Excerto da fonte ::
☆ ☆ ☆ ☆ ☆ ☆ ☆

O movimento de cidadãos “Direito a Nascer”, com a conivência e o apoio da Igreja Católica, neste caso na figura de D. Manuel Clemente, pretende, entre outras coisas, que a interrupção voluntária da gravidez até às doze semanas (como está legislado) deixe de ser gratuita, que as mulheres que pretendem abortar sejam acompanhadas por profissionais da área da psicologia, que devem ver as ecografias antes do aborto, que os pais devem poder participar na decisão e que as mulheres que abortem devem deixar de gozar de licença paga a 100% pela Segurança Social.

Tudo resumido num rol de propostas abjetas, que demonstram uma autêntica prepotência moral da parte de quem pretende que sejam implementadas, e uma tentativa abusiva de exercício de jugo sobre as gónadas femininas, que pretendem que passem propriedade pública.

☆ ☆ ☆ ☆ ☆ ☆ ☆

[Dados de segmentação]
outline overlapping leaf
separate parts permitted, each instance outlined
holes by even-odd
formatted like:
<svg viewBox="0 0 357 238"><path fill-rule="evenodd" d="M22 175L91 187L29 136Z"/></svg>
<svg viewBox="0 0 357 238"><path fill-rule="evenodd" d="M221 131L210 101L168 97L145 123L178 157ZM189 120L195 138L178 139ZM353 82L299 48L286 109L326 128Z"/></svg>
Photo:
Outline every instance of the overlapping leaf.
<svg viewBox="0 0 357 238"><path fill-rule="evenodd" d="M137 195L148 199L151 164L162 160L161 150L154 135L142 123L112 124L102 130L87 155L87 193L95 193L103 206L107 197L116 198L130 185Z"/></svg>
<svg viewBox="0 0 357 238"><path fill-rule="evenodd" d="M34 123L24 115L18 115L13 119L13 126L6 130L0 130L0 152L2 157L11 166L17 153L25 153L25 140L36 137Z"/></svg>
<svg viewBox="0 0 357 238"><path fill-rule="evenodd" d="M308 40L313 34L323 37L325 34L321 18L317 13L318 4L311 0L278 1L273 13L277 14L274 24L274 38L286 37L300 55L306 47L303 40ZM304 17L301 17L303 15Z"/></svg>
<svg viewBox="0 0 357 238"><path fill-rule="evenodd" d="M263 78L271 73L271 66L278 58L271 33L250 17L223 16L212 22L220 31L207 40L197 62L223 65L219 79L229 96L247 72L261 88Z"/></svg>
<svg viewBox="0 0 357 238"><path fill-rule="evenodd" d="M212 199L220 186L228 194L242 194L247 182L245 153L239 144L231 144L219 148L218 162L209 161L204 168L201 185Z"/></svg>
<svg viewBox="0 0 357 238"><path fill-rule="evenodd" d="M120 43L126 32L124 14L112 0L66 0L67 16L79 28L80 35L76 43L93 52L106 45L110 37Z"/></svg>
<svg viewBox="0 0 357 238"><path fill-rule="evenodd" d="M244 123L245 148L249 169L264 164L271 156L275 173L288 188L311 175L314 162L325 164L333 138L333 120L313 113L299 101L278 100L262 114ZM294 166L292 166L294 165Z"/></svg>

☆ ☆ ☆ ☆ ☆ ☆ ☆

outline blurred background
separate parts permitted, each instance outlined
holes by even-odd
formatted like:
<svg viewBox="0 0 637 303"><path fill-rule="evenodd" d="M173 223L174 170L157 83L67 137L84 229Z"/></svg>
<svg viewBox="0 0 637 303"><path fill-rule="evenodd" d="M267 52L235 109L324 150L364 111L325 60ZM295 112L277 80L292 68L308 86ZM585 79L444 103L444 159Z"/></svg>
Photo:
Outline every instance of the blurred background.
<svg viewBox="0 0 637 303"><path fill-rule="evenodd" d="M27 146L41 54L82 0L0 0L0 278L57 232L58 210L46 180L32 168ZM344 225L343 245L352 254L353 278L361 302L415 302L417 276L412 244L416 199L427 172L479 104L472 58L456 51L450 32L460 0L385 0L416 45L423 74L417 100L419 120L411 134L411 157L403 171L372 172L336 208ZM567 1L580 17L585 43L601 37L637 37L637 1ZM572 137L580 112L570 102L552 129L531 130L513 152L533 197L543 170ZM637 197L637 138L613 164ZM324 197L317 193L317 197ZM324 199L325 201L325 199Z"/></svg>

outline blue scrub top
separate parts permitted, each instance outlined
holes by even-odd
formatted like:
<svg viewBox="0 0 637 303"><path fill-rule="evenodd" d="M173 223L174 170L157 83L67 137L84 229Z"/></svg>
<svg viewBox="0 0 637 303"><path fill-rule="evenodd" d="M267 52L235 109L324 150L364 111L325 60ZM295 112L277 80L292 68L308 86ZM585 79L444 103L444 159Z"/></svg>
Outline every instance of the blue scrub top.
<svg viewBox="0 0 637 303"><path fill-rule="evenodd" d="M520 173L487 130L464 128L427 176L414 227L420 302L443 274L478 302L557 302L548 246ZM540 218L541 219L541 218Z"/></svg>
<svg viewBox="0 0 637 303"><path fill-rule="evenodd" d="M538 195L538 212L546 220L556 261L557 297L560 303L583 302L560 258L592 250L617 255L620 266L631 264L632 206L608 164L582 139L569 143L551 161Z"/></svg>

☆ ☆ ☆ ☆ ☆ ☆ ☆

Desafios ::
1 – Segundo o excerto sobre o movimento “Direito a Nascer”, até quantas semanas está legislada a interrupção voluntária da gravidez?
2 – Devolva o trecho do excerto que começa nas palavras “Tudo resumido num” e termina depois de “passem propriedade pública.”.

Lista de soluções ::
1 – Até às doze semanas.

2 –
Tudo resumido num rol de propostas abjetas, que demonstram uma autêntica prepotência moral da parte de quem pretende que sejam implementadas, e uma tentativa abusiva de exercício de jugo sobre as gónadas femininas, que pretendem que passem propriedade pública.